## [CONSIGNE]
Transcrivez en tableau Markdown les lignes du listing depuis celle qui contient « Reviewer note: check that every instance of the dark » jusqu'à celle qui contient « Reviewer note: check that every instance of the fish barbel » incluse, sans les lignes vides. Utilisez une colonne « n° » pour le numéro de rangée et une colonne « Ligne » pour le texte de la ligne.

## [EXTRAIT DU LISTING]
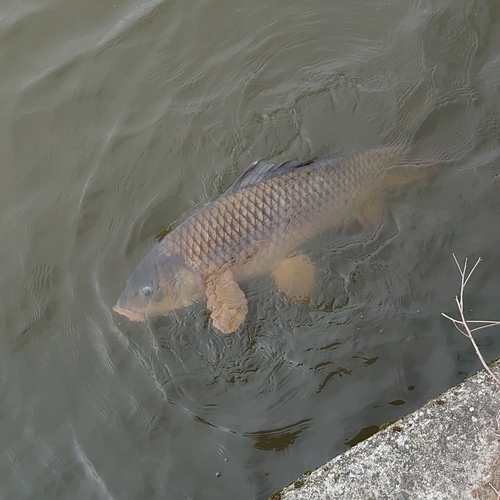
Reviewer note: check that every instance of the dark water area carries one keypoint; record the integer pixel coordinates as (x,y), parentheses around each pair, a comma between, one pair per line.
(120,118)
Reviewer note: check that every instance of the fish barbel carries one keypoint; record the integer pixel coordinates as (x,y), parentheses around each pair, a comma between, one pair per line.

* * *

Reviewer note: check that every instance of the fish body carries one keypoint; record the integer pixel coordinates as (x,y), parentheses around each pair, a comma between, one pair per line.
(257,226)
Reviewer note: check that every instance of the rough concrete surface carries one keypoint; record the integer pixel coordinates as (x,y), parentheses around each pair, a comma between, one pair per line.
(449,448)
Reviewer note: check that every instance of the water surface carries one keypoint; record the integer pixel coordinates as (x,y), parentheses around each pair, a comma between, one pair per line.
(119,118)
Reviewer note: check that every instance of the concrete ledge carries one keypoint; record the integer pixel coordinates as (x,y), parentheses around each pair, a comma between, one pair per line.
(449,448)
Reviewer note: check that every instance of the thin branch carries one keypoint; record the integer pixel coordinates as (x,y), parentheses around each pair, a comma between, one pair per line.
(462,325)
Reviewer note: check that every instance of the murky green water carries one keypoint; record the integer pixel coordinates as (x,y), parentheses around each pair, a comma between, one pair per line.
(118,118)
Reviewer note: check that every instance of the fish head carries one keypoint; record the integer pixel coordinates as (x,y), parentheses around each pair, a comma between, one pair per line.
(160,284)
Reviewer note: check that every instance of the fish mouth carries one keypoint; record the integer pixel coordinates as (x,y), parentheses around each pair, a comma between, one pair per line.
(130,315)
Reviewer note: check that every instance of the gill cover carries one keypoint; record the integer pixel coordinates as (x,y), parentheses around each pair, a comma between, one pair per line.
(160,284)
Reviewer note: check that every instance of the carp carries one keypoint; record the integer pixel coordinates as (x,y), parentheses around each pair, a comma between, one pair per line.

## [CORRIGÉ]
| n° | Ligne |
|---|---|
| 1 | Reviewer note: check that every instance of the dark water area carries one keypoint; record the integer pixel coordinates as (x,y), parentheses around each pair, a comma between, one pair per line. |
| 2 | (120,118) |
| 3 | Reviewer note: check that every instance of the fish barbel carries one keypoint; record the integer pixel coordinates as (x,y), parentheses around each pair, a comma between, one pair per line. |